RE: hash tries in C

Kaushik Sridharan Thu, 01 Jul 2004 00:51:54 -0700

Greetings,

I am probably missing something very obvious here, but I don't
quite understand how hash collisions are handled in the hash trie
implementation. It looks like the next pointer in hashtrie_arc was
intended for chaining entries that collide, but it doesn't seem to
be initialized before use.


To test this, I changed HASHTRIESIZE to a small value so that
collisions are more probable. With HASHTRIESIZE set to 11, adding
"siddeley" fails -- the second 'd' collides with the 's' entry and
follow_arc() ends up following the next pointer to an invalid
value.

-K


> -----Original Message-----
> From: [EMAIL PROTECTED] 
> [mailto:[EMAIL PROTECTED] On Behalf Of 
> Kragen Sitaker
> Sent: Wednesday, April 21, 2004 10:11 PM
> To: [EMAIL PROTECTED]
> Subject: hash tries in C
> 
> 
> /*
>  * hash tries.
>  *
>  * Herewith a program that can dynamically construct and run a
>  * deterministic finite state machine, such as for matching to a trie
>  * or a regular expression, over a sequence of bytes, at under 100
>  * clock cycles per byte, and under 50 (potentially 25) bytes of
>  * memory per state graph arc.  Regular expressions are as yet
>  * unimplemented.
>  */
> 
> #include <stdio.h>
> #include <string.h>
> #include <stdlib.h>
> 
> /* dummy definitions to avoid #include for faster compiles during
>    development */
> /* void *malloc(unsigned);
>  * extern void *stderr; */
> 
> /*
>  * Representing tries, or generally, representing deterministic state
>  * machines that run over bytes, we have a big tradeoff when it comes
>  * to branching factors.  If we use a small branching factor, we get a
>  * lot of extra nodes, and traversing the trie is slow.  But if we use
>  * a large branching factor, each individual node is very large.
>  * Here's a compromise --- a way for all of the nodes in a trie to
>  * share space.  I think Don Knuth invented this data structure for an
>  * article in the 1980s about literate programming; the topic he chose
>  * was counting the distinct words in a file, with a count of each
>  * word, and he stored the words in a hash trie.  Unfortunately, I
>  * read that article in 1995, and now it's 2004, and I didn't
>  * thoroughly understand the algorithm at the time.  So this data
>  * structure may or may not have anything in common with that one,
>  * other than the name and the problem it tries to solve.
>  */
> 
> /* This program can test "sideways" for membership in a small trie in
>  * about 1.2 microseconds on my 500MHz machine, so it takes about
>  * 150ns, or about 74 clock cycles, to follow a single pointer from
>  * one state to the next.  I wrote a little spell-check program that
>  * inserts the 206590 words (containing 887115 letters) in my
>  * /usr/share/dict/words into a trie, which takes about 1.7 seconds,
>  * and then ran /usr/share/dict/words through it again to see how long
>  * it took to probe the table --- another 0.82 seconds.  That's about
>  * 4.0 microseconds per word, noticeably longer but not outrageously
>  * so, especially since it includes time to tokenize the words etc.

> _Extracted records_
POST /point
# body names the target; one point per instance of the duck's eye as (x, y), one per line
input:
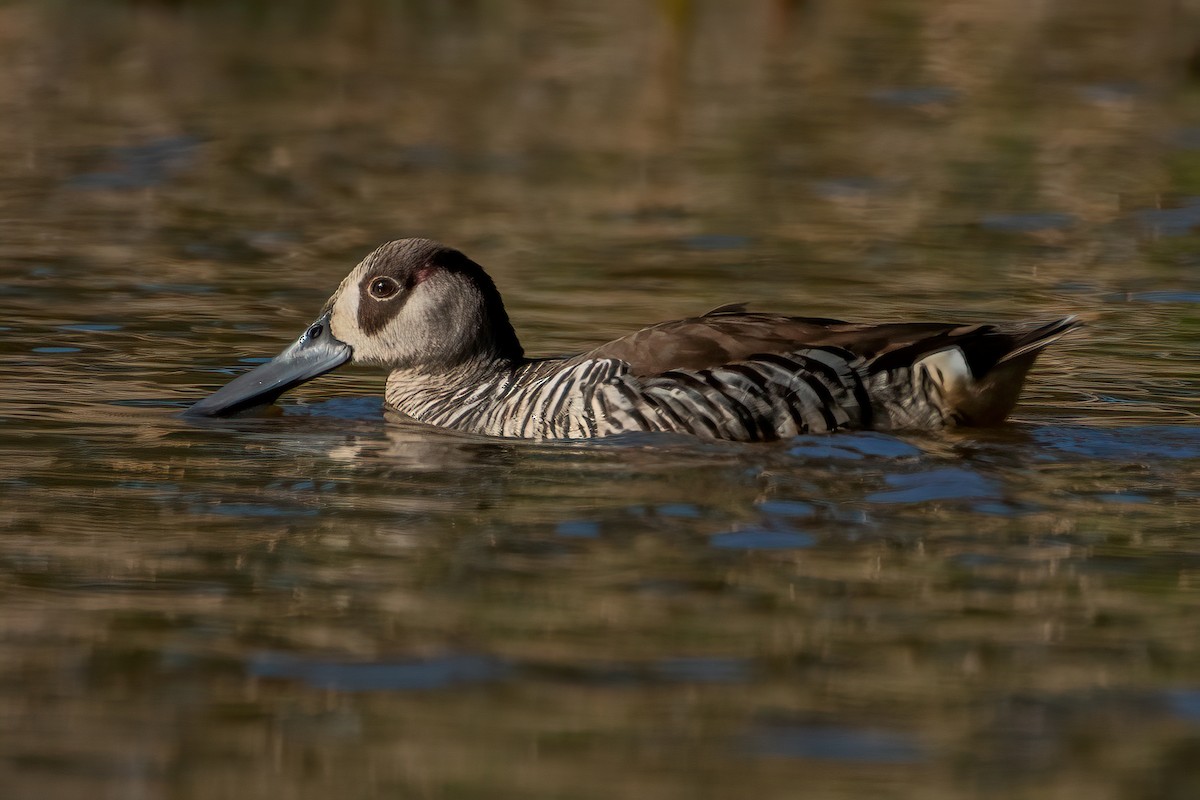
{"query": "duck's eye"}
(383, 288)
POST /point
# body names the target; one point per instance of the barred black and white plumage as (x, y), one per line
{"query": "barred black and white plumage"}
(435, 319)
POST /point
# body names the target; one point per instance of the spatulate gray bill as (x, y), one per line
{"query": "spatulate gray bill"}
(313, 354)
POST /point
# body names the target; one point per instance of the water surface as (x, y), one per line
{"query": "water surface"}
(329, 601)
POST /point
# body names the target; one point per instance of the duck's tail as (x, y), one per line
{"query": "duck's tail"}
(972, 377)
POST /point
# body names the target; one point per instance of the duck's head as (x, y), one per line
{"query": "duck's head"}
---
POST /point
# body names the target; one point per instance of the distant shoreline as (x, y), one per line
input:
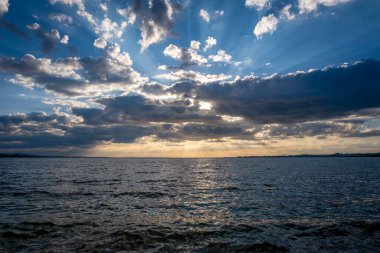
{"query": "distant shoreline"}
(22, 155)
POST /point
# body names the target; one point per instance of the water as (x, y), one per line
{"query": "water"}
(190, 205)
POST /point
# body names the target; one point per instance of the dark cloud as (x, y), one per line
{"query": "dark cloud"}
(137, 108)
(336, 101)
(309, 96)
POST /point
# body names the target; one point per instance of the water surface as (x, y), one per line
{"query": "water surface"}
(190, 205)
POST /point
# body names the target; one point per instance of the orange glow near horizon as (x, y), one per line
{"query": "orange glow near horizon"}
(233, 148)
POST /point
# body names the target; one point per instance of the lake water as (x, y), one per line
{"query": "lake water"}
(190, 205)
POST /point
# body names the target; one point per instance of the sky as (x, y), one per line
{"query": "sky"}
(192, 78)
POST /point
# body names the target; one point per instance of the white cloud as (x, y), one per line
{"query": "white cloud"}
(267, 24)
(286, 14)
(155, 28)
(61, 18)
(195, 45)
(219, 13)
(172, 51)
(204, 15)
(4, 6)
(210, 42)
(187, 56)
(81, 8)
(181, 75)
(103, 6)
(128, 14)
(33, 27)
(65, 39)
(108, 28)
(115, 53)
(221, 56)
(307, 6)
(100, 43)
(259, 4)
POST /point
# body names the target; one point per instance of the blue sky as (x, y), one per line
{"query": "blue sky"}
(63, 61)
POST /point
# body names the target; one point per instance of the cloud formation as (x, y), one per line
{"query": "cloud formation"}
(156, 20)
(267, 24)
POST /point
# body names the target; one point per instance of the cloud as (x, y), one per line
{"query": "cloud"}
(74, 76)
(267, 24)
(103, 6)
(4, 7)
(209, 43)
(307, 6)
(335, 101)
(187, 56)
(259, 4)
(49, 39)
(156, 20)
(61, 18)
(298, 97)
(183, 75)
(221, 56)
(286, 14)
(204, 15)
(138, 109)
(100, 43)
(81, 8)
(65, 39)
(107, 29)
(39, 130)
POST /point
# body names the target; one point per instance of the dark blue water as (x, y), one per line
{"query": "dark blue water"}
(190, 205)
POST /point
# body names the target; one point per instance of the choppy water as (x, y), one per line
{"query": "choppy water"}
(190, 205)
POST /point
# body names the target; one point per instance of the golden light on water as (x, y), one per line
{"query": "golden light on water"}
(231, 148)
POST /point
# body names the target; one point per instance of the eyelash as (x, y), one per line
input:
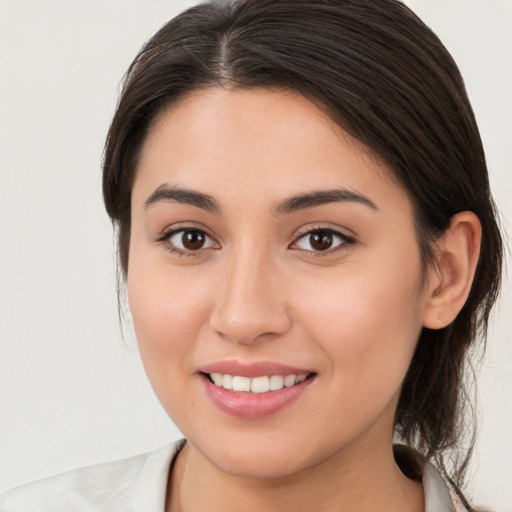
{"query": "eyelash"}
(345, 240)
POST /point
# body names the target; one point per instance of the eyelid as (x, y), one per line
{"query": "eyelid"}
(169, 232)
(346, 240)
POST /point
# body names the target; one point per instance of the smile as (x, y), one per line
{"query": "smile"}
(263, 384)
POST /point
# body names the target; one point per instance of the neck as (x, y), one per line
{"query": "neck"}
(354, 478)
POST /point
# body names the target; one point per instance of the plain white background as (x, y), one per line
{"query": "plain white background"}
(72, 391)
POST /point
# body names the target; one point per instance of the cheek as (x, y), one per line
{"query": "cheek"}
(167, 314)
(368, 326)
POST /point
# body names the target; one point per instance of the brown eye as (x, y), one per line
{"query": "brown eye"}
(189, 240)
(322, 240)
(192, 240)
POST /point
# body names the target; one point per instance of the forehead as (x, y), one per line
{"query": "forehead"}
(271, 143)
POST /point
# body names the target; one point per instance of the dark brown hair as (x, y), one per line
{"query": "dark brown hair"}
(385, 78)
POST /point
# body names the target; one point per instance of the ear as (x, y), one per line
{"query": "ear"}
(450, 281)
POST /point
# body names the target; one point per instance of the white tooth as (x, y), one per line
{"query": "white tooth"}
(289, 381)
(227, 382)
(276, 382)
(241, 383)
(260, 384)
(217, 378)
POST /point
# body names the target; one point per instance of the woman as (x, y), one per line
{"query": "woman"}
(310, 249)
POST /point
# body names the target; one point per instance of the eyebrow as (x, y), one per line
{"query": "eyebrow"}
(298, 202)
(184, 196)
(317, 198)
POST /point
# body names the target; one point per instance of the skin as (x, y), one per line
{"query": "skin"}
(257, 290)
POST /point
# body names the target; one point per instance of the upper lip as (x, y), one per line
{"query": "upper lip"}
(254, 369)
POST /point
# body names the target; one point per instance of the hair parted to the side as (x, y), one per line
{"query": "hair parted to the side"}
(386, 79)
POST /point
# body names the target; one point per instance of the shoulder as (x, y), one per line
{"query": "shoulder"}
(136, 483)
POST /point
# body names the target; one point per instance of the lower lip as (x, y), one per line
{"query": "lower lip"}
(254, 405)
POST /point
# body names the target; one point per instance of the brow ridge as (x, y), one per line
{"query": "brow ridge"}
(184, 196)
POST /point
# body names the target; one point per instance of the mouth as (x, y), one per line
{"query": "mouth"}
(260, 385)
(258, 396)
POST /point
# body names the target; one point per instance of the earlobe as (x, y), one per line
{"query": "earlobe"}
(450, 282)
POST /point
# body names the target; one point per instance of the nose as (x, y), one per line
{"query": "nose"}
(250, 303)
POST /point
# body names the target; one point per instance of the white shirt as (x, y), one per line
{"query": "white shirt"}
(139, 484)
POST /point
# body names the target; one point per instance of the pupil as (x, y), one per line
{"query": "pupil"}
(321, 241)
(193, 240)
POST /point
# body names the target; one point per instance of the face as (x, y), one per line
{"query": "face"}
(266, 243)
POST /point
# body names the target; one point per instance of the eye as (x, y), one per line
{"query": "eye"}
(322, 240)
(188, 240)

> _REQUIRED TASKS_
1 - List every header file named in an #include line in the message about hash tries in C.
2 - In the message about hash tries in C, which word fails to be added when HASHTRIESIZE is set to 11?
3 - Continue the message about hash tries in C from its last sentence.

> _ANSWERS TO THE PROBLEMS_
1 - stdio.h, string.h, stdlib.h

2 - "siddeley"

3 -
>  *
>  * The program reports,
>  * 482855 arcs in 1000003 buckets (0.482854 per bucket), max 
> 7 in a bucket
>  * which seems pretty reasonably balanced.  It also explains the small
>  * 23088kiB memory usage: that's 48 bytes per arc, which is plausible
>  * given the data structures, but adds up to a relatively slim 26
>  * bytes per input letter, or 112 bytes per word.  (Man, it's enough
>  * to make you want to binary-search a sorted list of
>  * newline-separated strings or something!)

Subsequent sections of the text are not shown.